Task brief
An exact copy of the listing is what the response must contain.

Provided records
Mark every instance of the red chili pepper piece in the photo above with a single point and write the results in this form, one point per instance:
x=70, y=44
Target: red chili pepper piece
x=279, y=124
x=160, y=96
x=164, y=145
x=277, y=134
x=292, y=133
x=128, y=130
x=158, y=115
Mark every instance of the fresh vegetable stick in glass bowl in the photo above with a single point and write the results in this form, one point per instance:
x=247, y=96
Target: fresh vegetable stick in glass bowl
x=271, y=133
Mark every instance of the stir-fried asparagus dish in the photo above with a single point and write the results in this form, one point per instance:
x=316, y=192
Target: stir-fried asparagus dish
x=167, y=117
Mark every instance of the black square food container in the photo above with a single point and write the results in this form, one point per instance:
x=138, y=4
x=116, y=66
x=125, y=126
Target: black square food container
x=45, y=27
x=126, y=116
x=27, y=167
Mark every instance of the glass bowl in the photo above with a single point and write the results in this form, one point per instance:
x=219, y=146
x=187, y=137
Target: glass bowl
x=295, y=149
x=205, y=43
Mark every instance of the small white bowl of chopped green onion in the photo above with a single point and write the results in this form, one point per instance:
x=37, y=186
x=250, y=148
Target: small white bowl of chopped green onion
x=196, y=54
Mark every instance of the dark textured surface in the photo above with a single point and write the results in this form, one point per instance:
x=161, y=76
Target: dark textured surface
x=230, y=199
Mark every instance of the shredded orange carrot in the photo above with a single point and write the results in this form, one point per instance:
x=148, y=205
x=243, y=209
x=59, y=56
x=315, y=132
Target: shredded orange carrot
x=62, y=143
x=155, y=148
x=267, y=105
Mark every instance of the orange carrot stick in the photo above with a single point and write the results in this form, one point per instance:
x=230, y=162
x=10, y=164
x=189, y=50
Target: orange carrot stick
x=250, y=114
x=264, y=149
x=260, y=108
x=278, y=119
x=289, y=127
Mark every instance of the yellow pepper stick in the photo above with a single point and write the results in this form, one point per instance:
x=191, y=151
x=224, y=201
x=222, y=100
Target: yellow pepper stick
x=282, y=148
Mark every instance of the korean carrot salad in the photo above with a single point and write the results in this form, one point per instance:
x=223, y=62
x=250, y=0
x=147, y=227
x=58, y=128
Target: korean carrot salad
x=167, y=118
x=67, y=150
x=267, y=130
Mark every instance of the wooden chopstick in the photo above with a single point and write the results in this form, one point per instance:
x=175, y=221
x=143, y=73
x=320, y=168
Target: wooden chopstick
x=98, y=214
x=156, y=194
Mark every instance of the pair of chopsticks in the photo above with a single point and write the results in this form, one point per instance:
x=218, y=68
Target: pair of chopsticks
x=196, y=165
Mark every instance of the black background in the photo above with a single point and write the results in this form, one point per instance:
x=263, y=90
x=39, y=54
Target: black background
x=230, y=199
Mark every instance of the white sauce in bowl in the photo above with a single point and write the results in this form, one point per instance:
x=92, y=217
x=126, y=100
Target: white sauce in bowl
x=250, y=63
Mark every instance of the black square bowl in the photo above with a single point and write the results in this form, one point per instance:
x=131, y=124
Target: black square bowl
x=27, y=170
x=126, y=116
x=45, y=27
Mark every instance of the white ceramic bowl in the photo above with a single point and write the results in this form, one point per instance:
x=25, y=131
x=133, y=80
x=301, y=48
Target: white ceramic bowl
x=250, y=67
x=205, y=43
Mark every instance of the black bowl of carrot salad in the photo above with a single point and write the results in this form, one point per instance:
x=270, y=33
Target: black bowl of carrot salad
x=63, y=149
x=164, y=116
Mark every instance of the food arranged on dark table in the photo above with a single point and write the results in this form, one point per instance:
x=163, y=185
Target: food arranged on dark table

Response
Mark every instance of the red chili pepper piece in the photo above with a single point and write the results in this form, one point per instance:
x=70, y=44
Target: red chili pepper piece
x=279, y=124
x=160, y=96
x=164, y=145
x=277, y=134
x=292, y=133
x=128, y=130
x=158, y=115
Mark every instance of the fresh vegetable stick in glass bowl in the photo above with a single point and write the results in this form, one point per instance:
x=247, y=96
Target: fresh vegetable stick in glass bowl
x=271, y=133
Mark every instance of the stir-fried asparagus dish in the photo above with a single point and write the results in this form, one point per instance:
x=316, y=192
Target: stir-fried asparagus dish
x=167, y=117
Mark every instance of the black square food container in the photo above with a single point and write the results in this form, one point per instance:
x=138, y=4
x=116, y=66
x=125, y=126
Target: black square food container
x=45, y=27
x=126, y=116
x=27, y=167
Mark every instance of the glass bowl in the photo above with a single point and write the results in this form, one point per instance:
x=219, y=146
x=187, y=137
Target: glass bowl
x=295, y=149
x=205, y=43
Mark every instance of the small white bowl of chopped green onion in the photo above with a single point and write the results in this form, one point per instance:
x=37, y=186
x=250, y=148
Target: small white bowl of chopped green onion
x=196, y=54
Mark every instance of the dark textured surface in the photo above with a single point and write the results in this form, one point per instance:
x=161, y=76
Target: dark textured surface
x=230, y=199
Mark every instance of the shredded orange carrot in the photo above with a single point and write the results in this form, one point per instance:
x=148, y=205
x=243, y=209
x=59, y=56
x=315, y=132
Target: shredded orange carrot
x=62, y=143
x=155, y=148
x=267, y=105
Mark every instance of the orange carrot stick in the photo above with a single point and write the results in this form, one point per instance:
x=230, y=162
x=10, y=164
x=189, y=50
Target: orange carrot stick
x=250, y=114
x=264, y=149
x=260, y=108
x=278, y=119
x=289, y=127
Mark every instance of the yellow pepper stick in the photo above with a single point and write the results in this form, one point per instance:
x=191, y=151
x=224, y=201
x=222, y=100
Target: yellow pepper stick
x=282, y=148
Mark every instance of the korean carrot salad in the photo above with a single point and write the results in this form, one point per instance:
x=223, y=62
x=250, y=0
x=147, y=227
x=58, y=128
Target: korean carrot salad
x=167, y=118
x=67, y=150
x=267, y=130
Mark every instance of the wooden chopstick in the photo above with a single point and write the results in this form, one point per instance:
x=175, y=221
x=143, y=73
x=320, y=168
Target: wooden chopstick
x=98, y=214
x=156, y=194
Mark every instance of the pair of chopsticks in the photo above with a single point and write the results in this form, one point per instance:
x=218, y=68
Target: pair of chopsticks
x=196, y=165
Mark every instance of the black background in the photo above with a single point and write the results in this form, one point per instance:
x=263, y=90
x=39, y=54
Target: black background
x=230, y=199
Mark every instance of the white sauce in bowl in the photo above with a single point and write the results in this form, one point per instance:
x=92, y=217
x=126, y=100
Target: white sauce in bowl
x=250, y=63
Mark every instance of the black square bowl in the photo above with a single point and write the results in this form, one point per instance:
x=131, y=124
Target: black square bowl
x=27, y=170
x=126, y=116
x=45, y=27
Mark every instance of the white ceramic bowl in the photo above with a single point and write the results in this form, one point per instance:
x=25, y=131
x=133, y=80
x=301, y=48
Target: white ceramic bowl
x=250, y=67
x=205, y=43
Mark every instance of the black bowl of carrot salad in the photo above with a single point and write the results in this form, one point per instance:
x=270, y=33
Target: black bowl of carrot salad
x=63, y=149
x=164, y=116
Mark every instance of the food arranged on dark table in the photo above with a single point and write the results in this form, one point per instance:
x=163, y=185
Target: food arranged on dark table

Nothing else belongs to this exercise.